● What the task asks
Copy out the following text on language and communication technologies word for word.

● Excerpt

• • •

= Language and Communication Technologies =

Language and Communication Technologies (LCT; also known as human language technologies or language technology for short) is the scientific study of technologies that explore language and communication. It is an interdisciplinary field that encompasses the fields of computer science, linguistics and cognitive science.

==History==
One of the first problems to be studied in the 1950s, shortly after the invention of computers, was an LCT problem, namely the translation of human languages. The large amounts of funding poured into machine translation testifies to the perceived importance of the field, right from the beginning. It was also in this period that scholars started to develop theories of language and communication based on scientific methods. In the case of language, it was Noam Chomsky who refines the goal of linguistics as a quest for a formal description of language, whilst Claude Shannon and Warren Weaver provided a mathematical theory that linked communication with information.

Computers and related technologies have provided a physical and conceptual framework within which scientific studies concerning the notion of communication within a computational framework could be pursued. Indeed, this framework has been fruitful on a number of levels. For a start, it has given birth to a new discipline, known as natural language processing (NLP), or computational linguistics (CL). This discipline studies, from a computational perspective, all levels of language from the production of speech to the meanings of texts and dialogues. And over the past 40 years, NLP has produced an impressive computational infrastructure of resources, techniques, and tools for analyzing sound structure (phonology), word structure (morphology), grammatical structure (syntax) and meaning structure (semantics). As well as being important for language-based applications, this computational infrastructure makes it possible to investigate the structure of human language and communication at a deeper scientific level than was ever previously possible.

• • •

● Records
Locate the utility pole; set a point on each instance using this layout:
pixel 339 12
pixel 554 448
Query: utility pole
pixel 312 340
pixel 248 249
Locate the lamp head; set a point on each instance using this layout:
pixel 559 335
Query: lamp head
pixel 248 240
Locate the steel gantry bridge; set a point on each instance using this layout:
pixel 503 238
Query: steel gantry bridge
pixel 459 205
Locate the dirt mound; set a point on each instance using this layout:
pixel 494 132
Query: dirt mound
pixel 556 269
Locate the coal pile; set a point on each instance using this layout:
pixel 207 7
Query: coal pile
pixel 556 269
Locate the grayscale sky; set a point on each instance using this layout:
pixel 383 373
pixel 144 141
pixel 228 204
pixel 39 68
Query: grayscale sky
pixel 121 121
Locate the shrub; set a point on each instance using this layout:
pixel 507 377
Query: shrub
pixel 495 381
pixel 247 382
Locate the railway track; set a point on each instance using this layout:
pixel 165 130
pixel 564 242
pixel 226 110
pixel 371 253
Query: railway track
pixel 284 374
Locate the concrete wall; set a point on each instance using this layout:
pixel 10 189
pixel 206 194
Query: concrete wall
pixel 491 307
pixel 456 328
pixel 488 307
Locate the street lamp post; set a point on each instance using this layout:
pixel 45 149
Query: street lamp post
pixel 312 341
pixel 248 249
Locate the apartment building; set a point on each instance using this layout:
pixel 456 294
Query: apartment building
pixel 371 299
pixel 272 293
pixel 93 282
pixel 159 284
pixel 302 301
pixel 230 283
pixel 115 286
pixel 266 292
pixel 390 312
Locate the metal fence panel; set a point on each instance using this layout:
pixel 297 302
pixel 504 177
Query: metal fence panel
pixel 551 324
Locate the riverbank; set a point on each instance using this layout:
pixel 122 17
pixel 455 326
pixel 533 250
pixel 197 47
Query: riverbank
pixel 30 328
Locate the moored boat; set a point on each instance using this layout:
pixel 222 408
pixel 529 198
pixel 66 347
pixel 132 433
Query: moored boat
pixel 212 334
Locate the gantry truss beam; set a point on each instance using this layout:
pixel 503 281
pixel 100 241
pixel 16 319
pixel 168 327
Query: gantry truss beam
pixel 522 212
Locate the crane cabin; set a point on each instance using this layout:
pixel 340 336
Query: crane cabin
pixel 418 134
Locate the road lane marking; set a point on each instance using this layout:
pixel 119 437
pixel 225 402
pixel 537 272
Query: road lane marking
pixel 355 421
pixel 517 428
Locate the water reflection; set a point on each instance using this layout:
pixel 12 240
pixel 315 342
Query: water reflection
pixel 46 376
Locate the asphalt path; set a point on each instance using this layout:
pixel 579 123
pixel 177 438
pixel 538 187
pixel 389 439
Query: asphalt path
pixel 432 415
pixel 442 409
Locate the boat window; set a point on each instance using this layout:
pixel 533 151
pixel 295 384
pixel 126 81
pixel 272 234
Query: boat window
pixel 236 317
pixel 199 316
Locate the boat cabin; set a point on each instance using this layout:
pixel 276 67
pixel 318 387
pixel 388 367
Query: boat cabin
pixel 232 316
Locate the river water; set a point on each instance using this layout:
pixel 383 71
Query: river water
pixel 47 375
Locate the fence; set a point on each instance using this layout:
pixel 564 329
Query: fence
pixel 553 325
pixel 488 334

• • •

● Output of the exercise
= Language and Communication Technologies =

Language and Communication Technologies (LCT; also known as human language technologies or language technology for short) is the scientific study of technologies that explore language and communication. It is an interdisciplinary field that encompasses the fields of computer science, linguistics and cognitive science.

==History==
One of the first problems to be studied in the 1950s, shortly after the invention of computers, was an LCT problem, namely the translation of human languages. The large amounts of funding poured into machine translation testifies to the perceived importance of the field, right from the beginning. It was also in this period that scholars started to develop theories of language and communication based on scientific methods. In the case of language, it was Noam Chomsky who refines the goal of linguistics as a quest for a formal description of language, whilst Claude Shannon and Warren Weaver provided a mathematical theory that linked communication with information.

Computers and related technologies have provided a physical and conceptual framework within which scientific studies concerning the notion of communication within a computational framework could be pursued. Indeed, this framework has been fruitful on a number of levels. For a start, it has given birth to a new discipline, known as natural language processing (NLP), or computational linguistics (CL). This discipline studies, from a computational perspective, all levels of language from the production of speech to the meanings of texts and dialogues. And over the past 40 years, NLP has produced an impressive computational infrastructure of resources, techniques, and tools for analyzing sound structure (phonology), word structure (morphology), grammatical structure (syntax) and meaning structure (semantics). As well as being important for language-based applications, this computational infrastructure makes it possible to investigate the structure of human language and communication at a deeper scientific level than was ever previously possible.